Texto fornecido:
☆ ☆ ☆ ☆ ☆

Imposta em nome dos valores morais da honradez, da isenção, do espírito de servir, em nome do progresso e da paz social, o que deixa essa ditadura atrás de si?
A corrupção erigida em regra suprema da administração, o caos económico, uma situação social degradada, para além dos limites do suportável.
Do «milagre económico» dos anos 60 - revelado apenas a uma franja de privilegiados e erguido sobre a miséria da grande maioria o que é que fica?
Talvez os arranha-céus das grandes metrópoles e os palácios nos ghettos residenciais. Mas, para além deles, a pobreza acrescida, estendendo-se das favelas do Rio aos mangues do Recife, dos bairros da lata de São Paulo aos alagados da Baía, das vidas secas dos retirantes de Fortaleza ao drama dos Nordestinos arrancados ao sertão para se consumirem no desastre a que a grande eloquência dos propagandistas chamou «o desafio amazónico».
É esta a herança com que o Brasil e com ele V. Ex.ª, Sr. Presidente, hoje se defrontam.
Mas, ao recebê-la, recebe também V. Ex.ª a força imensa de um povo que acredita em si próprio, de um povo a quem, ao longo de 20 anos, terão tirado quase tudo, mas não tiraram a coragem e a vontade de vencer. De um povo que, porque as soube guardar, soube também reconquistar a democracia - porque a nova democracia brasileira não é uma dádiva, mas uma conquista - e saberá, por isso mesmo, cumprir a promessa do seu reencontro com a liberdade.
Sr. Presidente eleito do Brasil, Sr. Presidente da Assembleia da República, Srs. Deputados: O Brasil, mais do que qualquer outro país da América, está ligado ao velho mundo e as suas raízes culturais, sociais e políticas mergulham profundamente na tradição europeia.
Ao contrário de uma outra grande nação do continente americano - os Estados Unidos - que se afirmou no corte entre os colonos e a sociedade que deixavam, o Brasil, tal como o conhecemos hoje, foi-se desenvolvendo e implantando nos mais recônditos lugares desse país imenso, sem pôr em causa o passado cultural que nos é comum.
Daí que os laços entre o Brasil e a Europa e, em particular, entre o Brasil e Portugal, sejam a um tempo conflituais e profundos: mais do que laços de amizade entre povos e nações hoje tão diferentes, são complicados e indeléveis laços de família.
Foi também essa consciência de sermos ramos de uma mesma raiz que nos fez vibrar de alegria ao termos conhecimento da eleição de V. Ex.ª, Sr. Presidente.
E é também a consciência do papel que pode ser o do Brasil que nos deixa a convicção de que a construção de uma sociedade democrática no maior país da América do Sul contribuirá, não apenas para uma nova forma de relacionamento entre os países do continente americano - no respeito e na salvaguarda até agora tantas vezes desmentida da independência de cada um deles, mas entre todos os países do mundo. E, se com essa nova ordem democrática, de justiça social e de paz se encontrarem novos laços de cooperação e solidariedade com a Europa, tal haverá, forçosamente, de se repercutir de forma positiva no precário equilíbrio a que a política dos blocos nos tem submetido.

☆ ☆ ☆ ☆ ☆

Exercícios a realizar:
a. Diga se cada afirmação concorda com o discurso, respondendo sim ou não e citando as palavras do discurso que o decidem. (i) A nova democracia brasileira é apresentada como uma dádiva. (ii) Os laços entre o Brasil e Portugal são descritos como laços de família. (iii) Os Estados Unidos afirmaram-se sem corte entre os colonos e a sociedade que deixavam.
b. Reescreva o trecho do discurso que começa em "Foi também essa" e segue até "Ex.ª, Sr. Presidente.", trocando "alegria" por "esperança".
c. Indique todos os nomes próprios de lugares brasileiros que o discurso usa para mostrar até onde se estende a pobreza acrescida.

Entradas guardadas:
☆ ☆ ☆ ☆ ☆

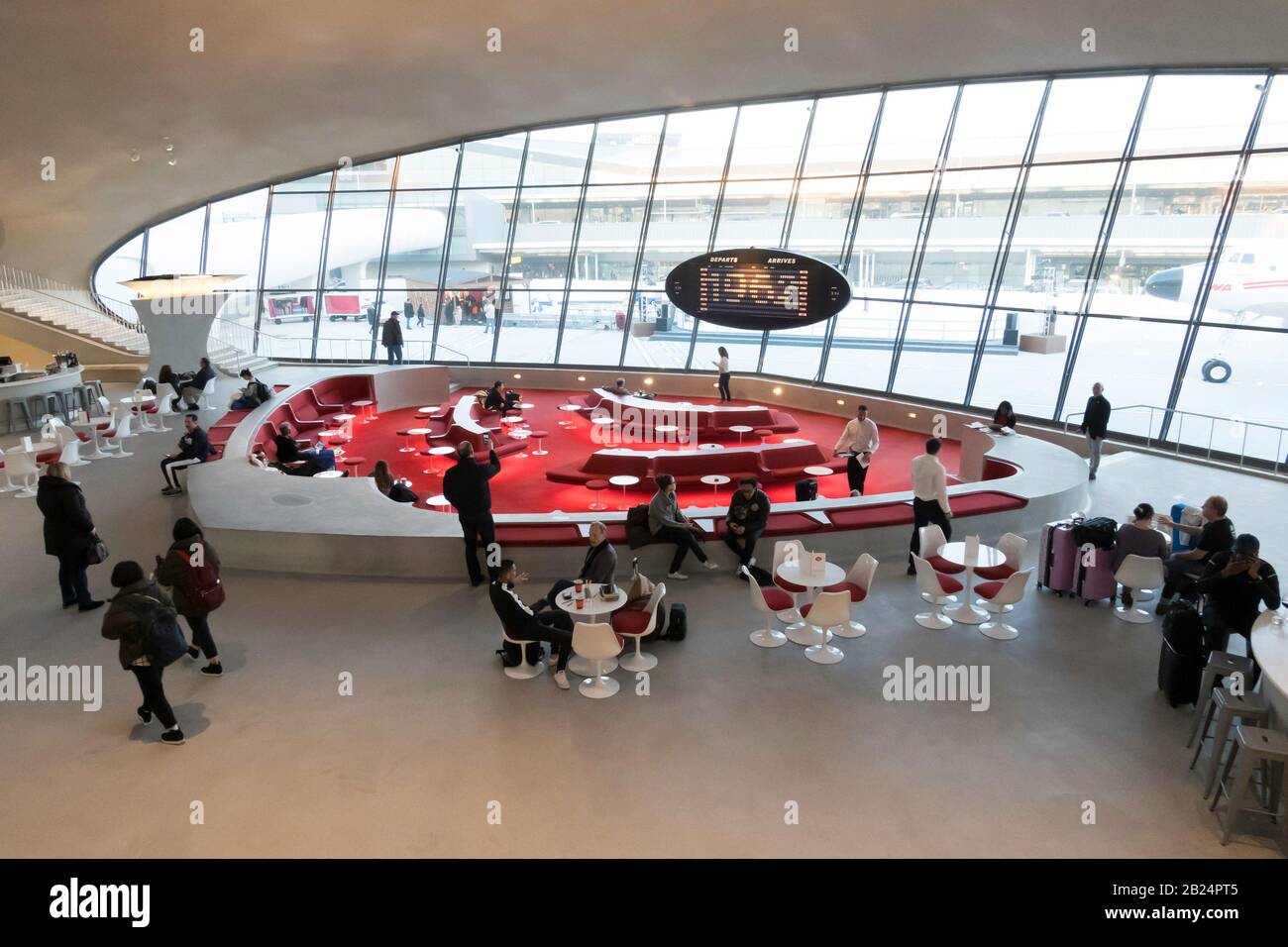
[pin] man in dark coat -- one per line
(390, 338)
(467, 487)
(68, 535)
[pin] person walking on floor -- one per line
(191, 570)
(1095, 425)
(669, 525)
(722, 368)
(859, 441)
(69, 534)
(136, 609)
(390, 337)
(467, 488)
(930, 497)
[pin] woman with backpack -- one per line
(138, 617)
(191, 569)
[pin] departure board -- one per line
(758, 289)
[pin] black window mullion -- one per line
(576, 240)
(715, 224)
(1004, 248)
(447, 249)
(1214, 261)
(639, 249)
(918, 248)
(1100, 249)
(509, 247)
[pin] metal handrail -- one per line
(1150, 441)
(14, 278)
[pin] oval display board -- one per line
(758, 289)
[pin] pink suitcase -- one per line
(1056, 558)
(1094, 575)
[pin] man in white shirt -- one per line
(861, 441)
(930, 496)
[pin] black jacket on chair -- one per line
(467, 484)
(68, 527)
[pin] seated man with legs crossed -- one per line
(668, 525)
(523, 624)
(748, 513)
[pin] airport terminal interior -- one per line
(925, 377)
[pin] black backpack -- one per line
(510, 656)
(1099, 531)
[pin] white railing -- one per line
(1223, 442)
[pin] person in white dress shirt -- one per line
(722, 367)
(930, 497)
(861, 440)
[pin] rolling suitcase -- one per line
(1056, 558)
(1181, 660)
(1094, 579)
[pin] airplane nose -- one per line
(1166, 283)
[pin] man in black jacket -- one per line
(1235, 583)
(390, 338)
(467, 487)
(193, 449)
(748, 512)
(1095, 425)
(523, 624)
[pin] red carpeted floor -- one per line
(522, 484)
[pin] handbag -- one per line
(97, 553)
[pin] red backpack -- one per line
(201, 585)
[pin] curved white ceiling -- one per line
(288, 85)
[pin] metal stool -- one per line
(20, 403)
(1220, 664)
(1257, 749)
(1250, 709)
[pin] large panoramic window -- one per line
(1003, 240)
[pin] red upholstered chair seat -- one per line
(948, 583)
(777, 599)
(943, 565)
(857, 594)
(995, 573)
(988, 589)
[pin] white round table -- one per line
(1269, 643)
(716, 480)
(793, 573)
(623, 480)
(437, 453)
(593, 608)
(967, 612)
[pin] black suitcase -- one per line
(1183, 657)
(806, 489)
(678, 625)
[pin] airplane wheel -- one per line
(1216, 371)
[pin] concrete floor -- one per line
(702, 766)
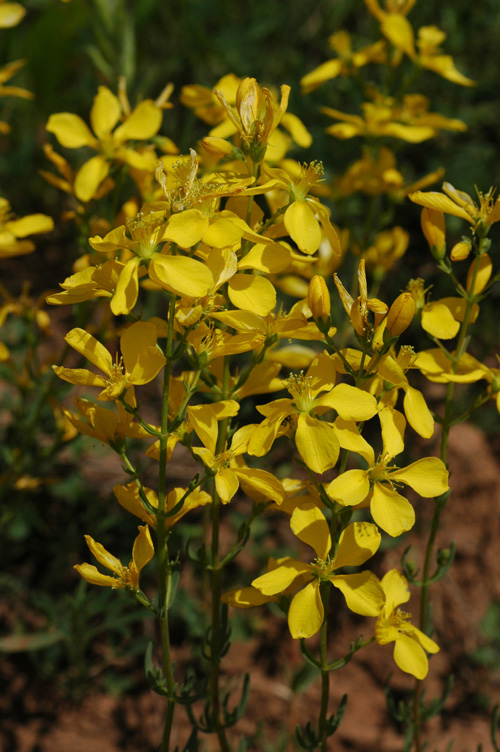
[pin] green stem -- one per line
(439, 504)
(164, 564)
(325, 674)
(216, 569)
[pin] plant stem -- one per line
(164, 565)
(216, 570)
(439, 504)
(325, 674)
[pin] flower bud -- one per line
(434, 229)
(483, 274)
(400, 314)
(460, 251)
(318, 298)
(217, 147)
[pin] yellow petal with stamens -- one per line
(410, 657)
(11, 14)
(438, 320)
(303, 227)
(440, 202)
(90, 348)
(143, 123)
(127, 289)
(396, 590)
(391, 511)
(349, 488)
(260, 484)
(357, 543)
(297, 130)
(244, 597)
(226, 483)
(428, 476)
(138, 339)
(350, 402)
(398, 30)
(281, 578)
(30, 225)
(306, 612)
(91, 574)
(418, 414)
(103, 556)
(324, 72)
(70, 130)
(184, 276)
(362, 592)
(317, 443)
(309, 525)
(252, 293)
(105, 112)
(393, 426)
(143, 550)
(187, 228)
(79, 376)
(90, 177)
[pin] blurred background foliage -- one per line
(72, 47)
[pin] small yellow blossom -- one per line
(483, 213)
(362, 591)
(347, 61)
(394, 625)
(14, 231)
(391, 511)
(109, 137)
(123, 577)
(140, 363)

☆ ☆ ☆ ☆ ☆

Respostas por exercício:
a.
(i) Não: "porque a nova democracia brasileira não é uma dádiva, mas uma conquista".
(ii) Sim: "são complicados e indeléveis laços de família".
(iii) Não: "que se afirmou no corte entre os colonos e a sociedade que deixavam".

b.
Foi também essa consciência de sermos ramos de uma mesma raiz que nos fez vibrar de esperança ao termos conhecimento da eleição de V. Ex.ª, Sr. Presidente.

c. Rio, Recife, São Paulo, Baía, Fortaleza